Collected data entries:
+ + + + + + +
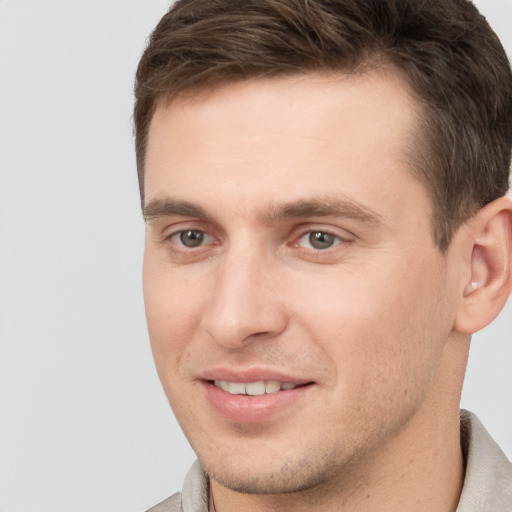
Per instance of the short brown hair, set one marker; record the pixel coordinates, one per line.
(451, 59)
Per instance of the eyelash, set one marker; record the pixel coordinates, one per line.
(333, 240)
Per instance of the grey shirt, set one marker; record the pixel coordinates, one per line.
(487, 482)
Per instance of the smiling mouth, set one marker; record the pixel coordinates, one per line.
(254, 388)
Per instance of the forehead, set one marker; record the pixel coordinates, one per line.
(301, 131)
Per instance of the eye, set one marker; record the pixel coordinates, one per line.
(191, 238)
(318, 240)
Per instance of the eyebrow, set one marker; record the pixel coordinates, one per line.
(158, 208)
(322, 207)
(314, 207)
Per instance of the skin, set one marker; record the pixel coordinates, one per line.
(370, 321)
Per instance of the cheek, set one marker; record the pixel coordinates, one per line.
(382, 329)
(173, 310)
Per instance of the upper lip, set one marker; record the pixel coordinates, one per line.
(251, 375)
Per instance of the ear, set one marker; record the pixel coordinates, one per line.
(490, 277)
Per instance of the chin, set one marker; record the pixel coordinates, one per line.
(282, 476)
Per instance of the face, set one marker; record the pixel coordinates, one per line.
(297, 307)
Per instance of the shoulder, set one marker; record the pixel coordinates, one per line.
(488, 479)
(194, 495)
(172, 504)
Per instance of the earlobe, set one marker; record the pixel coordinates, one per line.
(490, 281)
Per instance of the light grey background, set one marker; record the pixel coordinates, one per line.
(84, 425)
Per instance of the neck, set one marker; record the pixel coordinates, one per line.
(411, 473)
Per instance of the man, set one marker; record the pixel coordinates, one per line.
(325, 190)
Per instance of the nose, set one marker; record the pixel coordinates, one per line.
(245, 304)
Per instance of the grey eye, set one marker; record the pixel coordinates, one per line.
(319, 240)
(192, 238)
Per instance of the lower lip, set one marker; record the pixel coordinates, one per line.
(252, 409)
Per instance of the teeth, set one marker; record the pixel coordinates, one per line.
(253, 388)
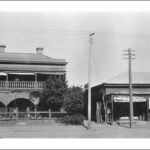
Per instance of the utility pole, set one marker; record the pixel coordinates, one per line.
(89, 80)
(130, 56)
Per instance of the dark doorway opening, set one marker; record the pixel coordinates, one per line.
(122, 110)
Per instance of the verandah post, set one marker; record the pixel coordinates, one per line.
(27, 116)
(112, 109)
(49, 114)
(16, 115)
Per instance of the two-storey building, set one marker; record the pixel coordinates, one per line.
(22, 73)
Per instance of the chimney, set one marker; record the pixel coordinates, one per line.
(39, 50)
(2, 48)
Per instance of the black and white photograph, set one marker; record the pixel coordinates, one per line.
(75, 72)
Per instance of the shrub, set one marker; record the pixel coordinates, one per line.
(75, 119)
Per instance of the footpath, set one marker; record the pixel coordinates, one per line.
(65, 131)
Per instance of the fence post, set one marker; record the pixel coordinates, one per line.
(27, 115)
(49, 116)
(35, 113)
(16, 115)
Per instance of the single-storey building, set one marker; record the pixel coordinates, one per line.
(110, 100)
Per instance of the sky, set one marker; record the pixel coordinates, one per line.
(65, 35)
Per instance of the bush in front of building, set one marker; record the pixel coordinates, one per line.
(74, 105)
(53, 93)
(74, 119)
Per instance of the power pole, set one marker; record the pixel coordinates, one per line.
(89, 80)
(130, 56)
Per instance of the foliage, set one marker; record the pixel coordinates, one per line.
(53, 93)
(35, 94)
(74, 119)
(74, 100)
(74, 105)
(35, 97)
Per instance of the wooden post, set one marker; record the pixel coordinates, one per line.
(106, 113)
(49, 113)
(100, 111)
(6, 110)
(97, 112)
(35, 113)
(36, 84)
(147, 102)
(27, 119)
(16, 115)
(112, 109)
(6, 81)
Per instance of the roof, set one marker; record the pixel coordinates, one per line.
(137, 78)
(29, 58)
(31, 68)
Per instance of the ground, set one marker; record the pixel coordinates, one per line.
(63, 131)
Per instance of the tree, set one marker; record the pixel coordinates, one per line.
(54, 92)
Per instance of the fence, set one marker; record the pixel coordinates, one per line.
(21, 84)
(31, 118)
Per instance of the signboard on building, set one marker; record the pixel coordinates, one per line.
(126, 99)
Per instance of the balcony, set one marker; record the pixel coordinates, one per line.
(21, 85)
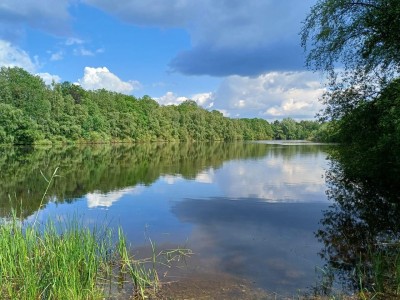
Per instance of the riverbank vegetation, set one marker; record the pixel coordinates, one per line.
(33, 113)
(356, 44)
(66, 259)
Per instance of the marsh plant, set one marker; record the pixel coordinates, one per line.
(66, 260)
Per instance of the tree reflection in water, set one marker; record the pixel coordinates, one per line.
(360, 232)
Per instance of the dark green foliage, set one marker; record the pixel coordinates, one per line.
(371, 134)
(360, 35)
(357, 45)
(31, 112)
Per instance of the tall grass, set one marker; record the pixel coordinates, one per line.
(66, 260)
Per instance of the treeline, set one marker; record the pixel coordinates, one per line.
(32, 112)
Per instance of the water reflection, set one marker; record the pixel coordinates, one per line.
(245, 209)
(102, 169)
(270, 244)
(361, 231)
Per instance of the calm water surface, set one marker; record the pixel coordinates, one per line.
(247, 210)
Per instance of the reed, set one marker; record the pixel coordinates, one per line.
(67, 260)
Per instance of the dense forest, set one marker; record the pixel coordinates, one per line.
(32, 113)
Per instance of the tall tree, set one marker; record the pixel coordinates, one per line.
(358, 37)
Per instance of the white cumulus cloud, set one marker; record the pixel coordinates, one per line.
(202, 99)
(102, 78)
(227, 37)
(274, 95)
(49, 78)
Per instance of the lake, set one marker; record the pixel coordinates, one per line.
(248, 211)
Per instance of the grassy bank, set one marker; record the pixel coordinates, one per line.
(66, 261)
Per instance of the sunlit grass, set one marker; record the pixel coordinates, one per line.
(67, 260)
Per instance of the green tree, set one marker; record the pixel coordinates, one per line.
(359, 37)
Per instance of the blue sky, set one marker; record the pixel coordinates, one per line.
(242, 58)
+ + + + + + +
Print out the whole of the material word for word, without pictures.

Per instance of the short brown hair, set one marker; record the pixel coordinates, one per line.
(451, 59)
Per instance of the eyelash, set one marker; record the pixel coordinates, one per line.
(333, 240)
Per instance of the grey shirt, set one marker; record the pixel coordinates, one per line.
(487, 482)
Per instance of the smiling mouth, set one marker; record the pixel coordinates, one per line.
(254, 388)
Per instance of the forehead, set one marker; record the pixel coordinates, one per line.
(301, 131)
Per instance of the eye, set one marker; record the pixel coordinates, one per line.
(191, 238)
(318, 240)
Per instance of the eyebrow, set one marker; record the pixel coordinates, one per line.
(158, 208)
(322, 207)
(314, 207)
Per instance of the skin, set one marker; record the pixel coordinates, one per line.
(370, 321)
Per instance of the cheek, set one marker; record the pixel coordinates, one per line.
(382, 329)
(173, 310)
Per instance of the upper lip, set one marker; record the pixel coordinates, one per line.
(251, 375)
Per instance of the ear, set one marker; record the pixel coordinates, one per line.
(490, 277)
Per instance of the chin, set one marker; record the pixel coordinates, one per line.
(282, 476)
Per instance of the face, set one marker; record the pixel coordinates, one per line.
(297, 307)
Per instance of the shoulder, set one marker; record the pixel coordinates, one per line.
(488, 479)
(194, 495)
(172, 504)
Per instance of the earlobe, set one marker; record the pixel coordinates, one per line.
(490, 281)
Per instance of the light grey background, set one marker; record the pixel coordinates, one per line.
(84, 425)
Per instance of the neck, set one marker; record the pixel coordinates, one per line.
(411, 473)
Per instance of the man, set one marker; record the pixel coordinates, one per line.
(325, 190)
Per instance of the nose, set one marker; record the pixel coordinates, one per line.
(245, 304)
Per instance of the grey eye, set one marker; record the pixel coordinates, one per line.
(319, 240)
(192, 238)
Per instance of the lower lip, set one marker; record the pixel coordinates, one per line.
(252, 409)
Per instance of the teeth, set one marker; record the pixel coordinates, one per line.
(253, 388)
Per instance of the utility pole, set one marker; record the pixel coordinates, one per line.
(89, 80)
(130, 56)
Per instance of the dark doorway opening, set one marker; record the pixel coordinates, one per line.
(122, 110)
Per instance of the verandah post, set one marker; record the pixel coordinates, one per line.
(27, 116)
(112, 109)
(49, 114)
(16, 115)
Per instance of the two-storey building, set one marker; record the pixel coordinates, one per line.
(22, 73)
Per instance of the chimney, set one marker; record the pixel coordinates, one per line.
(39, 50)
(2, 48)
Per instance of the black and white photograph, set one marker; record the pixel coordinates, one per line.
(75, 72)
Per instance of the shrub, set one marker; record the pixel coordinates, one per line.
(75, 119)
Per instance of the footpath, set one marker; record the pixel coordinates, one per line.
(65, 131)
Per instance of the fence post, set one marker; record the pixel coordinates, one per line.
(27, 115)
(49, 116)
(35, 113)
(16, 115)
Per instance of the single-storey building, set one marker; record the pixel coordinates, one per line.
(110, 100)
Per instance of the sky, set one marker; record the pixel coordinates, one per line.
(65, 35)
Per instance of the bush in front of building, set one marker; record the pixel coordinates, one per line.
(74, 105)
(53, 93)
(74, 119)
Per instance of the power pole, set one marker; record the pixel coordinates, one per line.
(89, 80)
(130, 56)
Per instance of the foliage, set one marker; record the pixel coordinates, one per line.
(53, 93)
(35, 94)
(74, 119)
(74, 100)
(74, 105)
(35, 97)
Per instance of the wooden post, set one marker; record the pixel coordinates, one per line.
(106, 113)
(49, 113)
(100, 111)
(6, 110)
(97, 112)
(35, 113)
(36, 84)
(147, 102)
(27, 119)
(16, 115)
(112, 109)
(6, 81)
Per instance of the roof, set one marker; record the pixel coordinates, one per line.
(137, 78)
(29, 58)
(31, 68)
Per instance of the ground, set one marker; record the pixel coordinates, one per line.
(63, 131)
Per instance of the tree, set one marker; record the pixel coordinates, one per line.
(54, 92)
Per instance of the fence, set one marker; record the pixel coordinates, one per line.
(21, 84)
(31, 118)
Per instance of the signboard on building, set one marker; record the pixel coordinates, one per line.
(126, 99)
Per instance of the balcony, set one marker; record the pixel coordinates, one per line.
(21, 85)
Per instance of the riverbank vegetation, set one marker; record the pixel coordinates, one per line.
(33, 113)
(356, 44)
(66, 259)
Per instance of the marsh plant, set one marker; record the pixel coordinates, one per line.
(66, 260)
Per instance of the tree reflection in water, set one marker; record the pixel coordinates, one per line.
(360, 232)
Per instance of the dark green foliage, set one marker; record the pixel coordinates, one per line.
(371, 134)
(360, 35)
(357, 45)
(31, 112)
Per instance of the tall grass, set one marker; record the pixel coordinates, one per line.
(66, 260)
Per instance of the treeline, set one marker; record the pixel coordinates, one per line.
(32, 112)
Per instance of the water reflection, set one marker; record the pixel coordinates, one per line.
(245, 209)
(102, 169)
(270, 244)
(361, 231)
Per instance of the calm water surface, set one marker; record the pixel coordinates, one per line.
(247, 210)
Per instance of the reed, set one marker; record the pixel coordinates, one per line.
(67, 260)
Per instance of the dense forest, set one marker; record the pixel coordinates, one per line.
(32, 113)
Per instance of the tall tree, set one marker; record the pixel coordinates, one per line.
(358, 37)
Per instance of the white cumulus cloud, set one marker; record the pixel coordinates, one per line.
(202, 99)
(102, 78)
(227, 37)
(274, 95)
(49, 78)
Per instance of the lake, set one marker; record the pixel coordinates, one per line.
(248, 211)
Per instance of the grassy bank, set one marker; record the pixel coordinates, one per line.
(66, 261)
Per instance of the sunlit grass, set one marker; record the pixel coordinates, one per line.
(67, 260)
Per instance of the green tree, set one marker; record the pixel coordinates, one per line.
(359, 37)
Per instance of the blue sky, set one marker; record the pixel coordinates, one per line.
(242, 58)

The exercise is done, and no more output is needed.